• WHAT IS BEING ASKED: Return all lines below containing the word "wooden".
________________
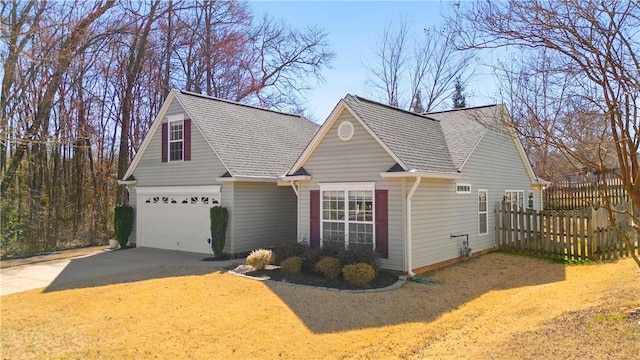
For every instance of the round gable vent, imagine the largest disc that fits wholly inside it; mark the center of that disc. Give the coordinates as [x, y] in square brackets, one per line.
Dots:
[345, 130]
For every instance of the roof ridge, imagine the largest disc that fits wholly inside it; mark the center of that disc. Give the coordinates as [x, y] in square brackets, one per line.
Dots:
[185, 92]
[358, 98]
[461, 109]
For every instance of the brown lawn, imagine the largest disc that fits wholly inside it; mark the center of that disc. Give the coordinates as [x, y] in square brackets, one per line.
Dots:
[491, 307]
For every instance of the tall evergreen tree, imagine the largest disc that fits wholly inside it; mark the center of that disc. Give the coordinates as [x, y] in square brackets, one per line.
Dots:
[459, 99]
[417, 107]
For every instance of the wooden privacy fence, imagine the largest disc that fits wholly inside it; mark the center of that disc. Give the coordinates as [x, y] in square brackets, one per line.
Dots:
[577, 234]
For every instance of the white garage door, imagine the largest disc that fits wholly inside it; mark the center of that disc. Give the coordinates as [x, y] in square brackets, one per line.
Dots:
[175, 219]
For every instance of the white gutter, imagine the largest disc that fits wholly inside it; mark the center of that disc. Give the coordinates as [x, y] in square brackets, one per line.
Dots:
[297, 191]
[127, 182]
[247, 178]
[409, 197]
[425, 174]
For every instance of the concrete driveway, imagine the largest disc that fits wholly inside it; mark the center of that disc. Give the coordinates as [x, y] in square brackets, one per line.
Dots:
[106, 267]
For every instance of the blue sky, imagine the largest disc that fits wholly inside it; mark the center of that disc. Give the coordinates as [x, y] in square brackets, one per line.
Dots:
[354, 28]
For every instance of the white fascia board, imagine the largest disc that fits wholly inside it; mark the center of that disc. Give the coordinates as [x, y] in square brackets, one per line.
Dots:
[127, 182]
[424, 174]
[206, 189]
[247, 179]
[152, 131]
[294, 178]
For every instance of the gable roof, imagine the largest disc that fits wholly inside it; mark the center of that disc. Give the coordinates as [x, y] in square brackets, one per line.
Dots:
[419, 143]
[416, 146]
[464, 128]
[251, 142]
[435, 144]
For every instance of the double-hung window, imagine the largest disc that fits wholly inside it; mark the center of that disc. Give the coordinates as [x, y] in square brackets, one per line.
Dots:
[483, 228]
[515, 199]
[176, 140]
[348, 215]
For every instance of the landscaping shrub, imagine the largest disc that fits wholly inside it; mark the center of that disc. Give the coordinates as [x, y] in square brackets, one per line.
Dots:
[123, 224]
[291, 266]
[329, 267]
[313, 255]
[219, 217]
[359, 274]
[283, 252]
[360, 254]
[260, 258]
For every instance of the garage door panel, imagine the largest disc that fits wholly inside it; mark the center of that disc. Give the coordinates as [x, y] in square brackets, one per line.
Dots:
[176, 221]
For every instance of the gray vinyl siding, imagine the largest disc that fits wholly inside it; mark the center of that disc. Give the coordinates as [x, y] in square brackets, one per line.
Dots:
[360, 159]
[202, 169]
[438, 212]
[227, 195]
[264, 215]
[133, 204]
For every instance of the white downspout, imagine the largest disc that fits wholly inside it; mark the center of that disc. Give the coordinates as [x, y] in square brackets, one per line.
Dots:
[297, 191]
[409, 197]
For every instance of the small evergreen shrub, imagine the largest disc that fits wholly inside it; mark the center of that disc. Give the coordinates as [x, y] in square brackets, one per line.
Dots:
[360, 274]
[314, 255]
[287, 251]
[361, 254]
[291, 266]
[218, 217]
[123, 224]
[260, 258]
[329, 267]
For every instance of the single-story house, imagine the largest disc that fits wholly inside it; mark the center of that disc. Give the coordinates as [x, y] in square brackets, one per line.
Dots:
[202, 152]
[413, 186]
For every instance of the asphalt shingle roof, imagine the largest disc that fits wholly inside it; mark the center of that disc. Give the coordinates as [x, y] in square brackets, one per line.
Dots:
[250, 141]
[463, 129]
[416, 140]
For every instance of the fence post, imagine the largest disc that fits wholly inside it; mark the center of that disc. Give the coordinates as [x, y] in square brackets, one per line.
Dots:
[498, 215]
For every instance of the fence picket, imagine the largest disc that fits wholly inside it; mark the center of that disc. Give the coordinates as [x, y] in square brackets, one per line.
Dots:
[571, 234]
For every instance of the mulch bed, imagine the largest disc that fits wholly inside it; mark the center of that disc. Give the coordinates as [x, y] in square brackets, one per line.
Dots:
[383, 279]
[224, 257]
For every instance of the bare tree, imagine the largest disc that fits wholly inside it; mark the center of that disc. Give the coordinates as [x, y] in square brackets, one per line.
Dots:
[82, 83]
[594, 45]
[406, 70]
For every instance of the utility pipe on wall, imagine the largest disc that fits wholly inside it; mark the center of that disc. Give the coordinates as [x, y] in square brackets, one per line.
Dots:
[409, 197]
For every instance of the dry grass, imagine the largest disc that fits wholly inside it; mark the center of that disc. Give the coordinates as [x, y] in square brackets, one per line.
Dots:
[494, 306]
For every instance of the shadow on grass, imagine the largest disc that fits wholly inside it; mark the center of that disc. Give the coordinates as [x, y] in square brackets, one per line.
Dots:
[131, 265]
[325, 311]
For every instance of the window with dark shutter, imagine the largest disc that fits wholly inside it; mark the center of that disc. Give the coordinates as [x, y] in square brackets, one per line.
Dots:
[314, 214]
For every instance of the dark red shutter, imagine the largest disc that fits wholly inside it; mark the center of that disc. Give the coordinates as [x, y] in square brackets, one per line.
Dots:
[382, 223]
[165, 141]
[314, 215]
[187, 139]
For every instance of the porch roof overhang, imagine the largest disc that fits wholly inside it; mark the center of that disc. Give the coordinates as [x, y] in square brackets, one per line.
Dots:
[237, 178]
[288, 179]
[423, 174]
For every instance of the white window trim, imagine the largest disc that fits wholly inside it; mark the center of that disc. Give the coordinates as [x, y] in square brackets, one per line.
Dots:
________________
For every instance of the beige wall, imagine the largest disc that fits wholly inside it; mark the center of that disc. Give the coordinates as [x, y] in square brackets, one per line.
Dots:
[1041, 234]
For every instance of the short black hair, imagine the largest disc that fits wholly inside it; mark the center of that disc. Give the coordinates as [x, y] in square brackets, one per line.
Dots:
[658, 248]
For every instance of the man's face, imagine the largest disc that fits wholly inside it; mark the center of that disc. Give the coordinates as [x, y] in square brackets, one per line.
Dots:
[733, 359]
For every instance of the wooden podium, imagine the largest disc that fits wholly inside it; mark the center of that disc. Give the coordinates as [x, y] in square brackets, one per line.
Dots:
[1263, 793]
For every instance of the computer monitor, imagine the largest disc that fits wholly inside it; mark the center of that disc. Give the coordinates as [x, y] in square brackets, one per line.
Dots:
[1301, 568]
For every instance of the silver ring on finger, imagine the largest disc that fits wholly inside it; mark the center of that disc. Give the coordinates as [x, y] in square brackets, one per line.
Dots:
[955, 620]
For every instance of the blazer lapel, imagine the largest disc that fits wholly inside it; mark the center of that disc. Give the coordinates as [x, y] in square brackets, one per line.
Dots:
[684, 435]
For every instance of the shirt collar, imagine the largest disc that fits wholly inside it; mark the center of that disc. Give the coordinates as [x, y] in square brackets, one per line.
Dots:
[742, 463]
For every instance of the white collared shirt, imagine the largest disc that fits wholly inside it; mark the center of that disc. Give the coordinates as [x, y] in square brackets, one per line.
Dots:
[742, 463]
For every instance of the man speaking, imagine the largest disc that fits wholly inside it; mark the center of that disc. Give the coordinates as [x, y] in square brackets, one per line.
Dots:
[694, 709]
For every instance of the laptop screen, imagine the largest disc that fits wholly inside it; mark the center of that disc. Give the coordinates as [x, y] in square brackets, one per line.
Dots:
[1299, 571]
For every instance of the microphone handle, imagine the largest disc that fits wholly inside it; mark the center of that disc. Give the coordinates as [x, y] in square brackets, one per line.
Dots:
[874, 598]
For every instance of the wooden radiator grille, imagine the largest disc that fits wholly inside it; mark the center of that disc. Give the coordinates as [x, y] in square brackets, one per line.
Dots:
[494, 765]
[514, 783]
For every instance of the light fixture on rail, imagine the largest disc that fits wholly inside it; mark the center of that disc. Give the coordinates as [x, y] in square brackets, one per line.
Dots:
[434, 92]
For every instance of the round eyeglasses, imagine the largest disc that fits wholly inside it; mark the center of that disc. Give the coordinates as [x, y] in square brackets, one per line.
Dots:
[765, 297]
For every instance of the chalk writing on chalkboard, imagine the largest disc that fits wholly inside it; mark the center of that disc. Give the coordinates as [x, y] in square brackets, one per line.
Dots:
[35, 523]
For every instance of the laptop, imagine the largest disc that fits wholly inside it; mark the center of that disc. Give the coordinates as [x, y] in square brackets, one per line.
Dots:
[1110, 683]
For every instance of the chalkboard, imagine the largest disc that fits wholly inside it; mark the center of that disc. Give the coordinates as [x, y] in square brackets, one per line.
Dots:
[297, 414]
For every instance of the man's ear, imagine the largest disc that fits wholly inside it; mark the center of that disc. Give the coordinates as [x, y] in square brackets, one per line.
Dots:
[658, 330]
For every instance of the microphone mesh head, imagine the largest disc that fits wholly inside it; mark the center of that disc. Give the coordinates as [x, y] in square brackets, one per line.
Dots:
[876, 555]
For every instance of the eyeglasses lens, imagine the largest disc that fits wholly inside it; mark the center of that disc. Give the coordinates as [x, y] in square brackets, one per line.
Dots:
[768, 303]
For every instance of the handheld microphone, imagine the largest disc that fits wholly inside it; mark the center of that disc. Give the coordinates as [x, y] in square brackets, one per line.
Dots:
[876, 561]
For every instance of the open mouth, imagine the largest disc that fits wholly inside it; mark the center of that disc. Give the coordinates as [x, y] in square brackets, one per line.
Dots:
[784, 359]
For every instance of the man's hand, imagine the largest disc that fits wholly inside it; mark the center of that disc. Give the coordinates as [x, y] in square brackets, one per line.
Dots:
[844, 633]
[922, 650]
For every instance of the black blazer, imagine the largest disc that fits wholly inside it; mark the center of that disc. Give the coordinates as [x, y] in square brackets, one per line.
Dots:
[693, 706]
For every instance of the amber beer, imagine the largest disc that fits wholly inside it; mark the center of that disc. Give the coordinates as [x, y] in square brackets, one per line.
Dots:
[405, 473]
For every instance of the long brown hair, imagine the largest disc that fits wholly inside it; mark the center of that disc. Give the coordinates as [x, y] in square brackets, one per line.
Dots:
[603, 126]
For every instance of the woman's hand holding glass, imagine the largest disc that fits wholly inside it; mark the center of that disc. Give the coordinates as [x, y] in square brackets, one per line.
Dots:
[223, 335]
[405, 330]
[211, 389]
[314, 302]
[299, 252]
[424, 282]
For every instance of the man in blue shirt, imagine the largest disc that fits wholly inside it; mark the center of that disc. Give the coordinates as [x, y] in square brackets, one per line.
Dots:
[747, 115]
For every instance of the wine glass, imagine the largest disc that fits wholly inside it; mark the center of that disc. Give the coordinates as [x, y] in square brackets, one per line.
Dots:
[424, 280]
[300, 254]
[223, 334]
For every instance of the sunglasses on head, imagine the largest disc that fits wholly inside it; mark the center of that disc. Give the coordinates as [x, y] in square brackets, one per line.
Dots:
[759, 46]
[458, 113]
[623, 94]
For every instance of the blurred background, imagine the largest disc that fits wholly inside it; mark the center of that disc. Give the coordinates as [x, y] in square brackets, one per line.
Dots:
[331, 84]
________________
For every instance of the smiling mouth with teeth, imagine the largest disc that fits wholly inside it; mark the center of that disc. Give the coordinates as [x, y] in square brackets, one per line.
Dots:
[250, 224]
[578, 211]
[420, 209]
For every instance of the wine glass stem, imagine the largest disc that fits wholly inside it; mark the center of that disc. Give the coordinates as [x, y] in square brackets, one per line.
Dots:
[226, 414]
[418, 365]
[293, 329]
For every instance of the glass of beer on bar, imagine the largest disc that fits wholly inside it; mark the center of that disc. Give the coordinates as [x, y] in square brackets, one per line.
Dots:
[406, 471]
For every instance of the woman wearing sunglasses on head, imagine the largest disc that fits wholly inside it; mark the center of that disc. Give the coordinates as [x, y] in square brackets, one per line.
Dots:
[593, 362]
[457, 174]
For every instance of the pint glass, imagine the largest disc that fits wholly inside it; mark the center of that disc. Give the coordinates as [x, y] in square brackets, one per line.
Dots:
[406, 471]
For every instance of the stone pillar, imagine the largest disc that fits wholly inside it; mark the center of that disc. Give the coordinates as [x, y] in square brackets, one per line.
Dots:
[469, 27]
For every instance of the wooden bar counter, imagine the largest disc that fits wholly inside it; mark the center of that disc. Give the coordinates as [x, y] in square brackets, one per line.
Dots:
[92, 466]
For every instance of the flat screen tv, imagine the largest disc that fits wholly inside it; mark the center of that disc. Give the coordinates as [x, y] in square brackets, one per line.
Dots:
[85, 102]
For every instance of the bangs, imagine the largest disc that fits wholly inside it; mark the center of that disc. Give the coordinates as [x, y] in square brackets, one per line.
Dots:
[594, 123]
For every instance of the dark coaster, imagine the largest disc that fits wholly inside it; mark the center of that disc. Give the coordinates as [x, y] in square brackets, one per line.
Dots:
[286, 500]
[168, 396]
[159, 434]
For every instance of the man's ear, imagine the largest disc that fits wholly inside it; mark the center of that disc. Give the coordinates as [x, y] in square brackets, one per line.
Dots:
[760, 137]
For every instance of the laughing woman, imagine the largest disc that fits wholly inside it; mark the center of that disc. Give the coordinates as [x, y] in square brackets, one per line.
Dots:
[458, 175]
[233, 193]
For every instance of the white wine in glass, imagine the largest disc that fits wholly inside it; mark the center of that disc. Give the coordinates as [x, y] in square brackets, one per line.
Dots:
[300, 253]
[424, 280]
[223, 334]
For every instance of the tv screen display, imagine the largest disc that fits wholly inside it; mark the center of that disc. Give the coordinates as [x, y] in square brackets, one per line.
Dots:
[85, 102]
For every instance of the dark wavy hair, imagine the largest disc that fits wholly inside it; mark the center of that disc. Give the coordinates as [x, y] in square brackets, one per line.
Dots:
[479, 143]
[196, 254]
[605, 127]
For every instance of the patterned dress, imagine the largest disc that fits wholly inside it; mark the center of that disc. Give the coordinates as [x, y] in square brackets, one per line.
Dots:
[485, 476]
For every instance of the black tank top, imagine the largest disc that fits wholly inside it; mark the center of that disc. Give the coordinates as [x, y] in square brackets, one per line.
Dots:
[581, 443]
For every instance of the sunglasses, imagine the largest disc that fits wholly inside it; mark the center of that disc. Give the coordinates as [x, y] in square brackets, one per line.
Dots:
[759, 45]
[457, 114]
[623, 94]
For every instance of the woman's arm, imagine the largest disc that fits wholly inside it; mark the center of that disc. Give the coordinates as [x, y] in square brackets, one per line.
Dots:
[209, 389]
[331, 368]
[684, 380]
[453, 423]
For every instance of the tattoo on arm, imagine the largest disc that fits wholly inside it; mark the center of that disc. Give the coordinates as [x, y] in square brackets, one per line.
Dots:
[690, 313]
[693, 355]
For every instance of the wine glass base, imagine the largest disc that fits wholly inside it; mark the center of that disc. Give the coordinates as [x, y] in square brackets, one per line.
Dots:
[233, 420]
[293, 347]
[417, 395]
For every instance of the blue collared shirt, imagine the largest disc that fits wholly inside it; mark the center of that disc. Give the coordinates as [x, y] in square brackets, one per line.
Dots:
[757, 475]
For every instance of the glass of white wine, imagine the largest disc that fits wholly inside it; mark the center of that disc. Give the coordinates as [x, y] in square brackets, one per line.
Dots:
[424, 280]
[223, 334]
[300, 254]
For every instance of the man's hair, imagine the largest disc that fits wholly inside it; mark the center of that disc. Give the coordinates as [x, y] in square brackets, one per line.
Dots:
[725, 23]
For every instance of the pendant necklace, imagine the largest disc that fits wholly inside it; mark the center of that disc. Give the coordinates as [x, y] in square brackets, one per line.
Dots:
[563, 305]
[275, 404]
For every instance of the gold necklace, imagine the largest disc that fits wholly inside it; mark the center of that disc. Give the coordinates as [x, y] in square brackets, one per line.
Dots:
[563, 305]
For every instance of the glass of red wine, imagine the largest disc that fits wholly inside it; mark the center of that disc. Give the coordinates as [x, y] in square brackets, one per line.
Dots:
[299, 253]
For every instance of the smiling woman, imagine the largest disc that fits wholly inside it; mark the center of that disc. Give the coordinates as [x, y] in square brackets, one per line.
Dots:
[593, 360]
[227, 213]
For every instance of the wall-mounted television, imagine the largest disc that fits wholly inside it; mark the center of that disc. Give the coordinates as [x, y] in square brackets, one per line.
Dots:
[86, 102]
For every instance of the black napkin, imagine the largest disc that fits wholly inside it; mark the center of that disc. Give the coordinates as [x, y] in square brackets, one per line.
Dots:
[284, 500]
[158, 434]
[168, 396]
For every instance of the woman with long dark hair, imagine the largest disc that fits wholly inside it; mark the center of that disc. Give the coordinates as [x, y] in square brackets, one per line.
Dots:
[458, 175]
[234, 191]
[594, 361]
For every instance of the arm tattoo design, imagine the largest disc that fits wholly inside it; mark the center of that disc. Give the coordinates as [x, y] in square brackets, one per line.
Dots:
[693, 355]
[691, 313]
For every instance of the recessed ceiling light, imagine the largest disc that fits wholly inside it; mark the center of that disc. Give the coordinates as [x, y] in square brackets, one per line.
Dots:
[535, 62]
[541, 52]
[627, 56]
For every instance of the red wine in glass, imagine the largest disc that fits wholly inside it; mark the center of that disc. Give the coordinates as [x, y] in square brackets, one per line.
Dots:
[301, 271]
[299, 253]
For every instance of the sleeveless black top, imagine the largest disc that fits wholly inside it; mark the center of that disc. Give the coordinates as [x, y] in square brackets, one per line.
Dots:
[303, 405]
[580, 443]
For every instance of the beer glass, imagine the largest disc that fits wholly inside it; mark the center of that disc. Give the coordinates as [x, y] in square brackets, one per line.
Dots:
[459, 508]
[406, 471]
________________
• TASK SOLUTION:
For every instance of the wooden privacy fence, imagine the largest disc that fits wholly inside it; mark the center of that disc. Give the coordinates as [x, y] in square brackets, one per line.
For every instance of the wooden podium, imagine the largest disc that fits wholly inside it; mark the center of that disc. Give the coordinates as [x, y] in square brackets, one per line.
For every instance of the wooden radiator grille, imagine the largest disc that fits wholly inside it; mark the center of that disc. Give the coordinates as [x, y] in square brackets, one per line.
For every instance of the wooden bar counter, imagine the largest disc that fits wholly inside it; mark the center of that disc. Give the coordinates as [x, y] in square brackets, one per line.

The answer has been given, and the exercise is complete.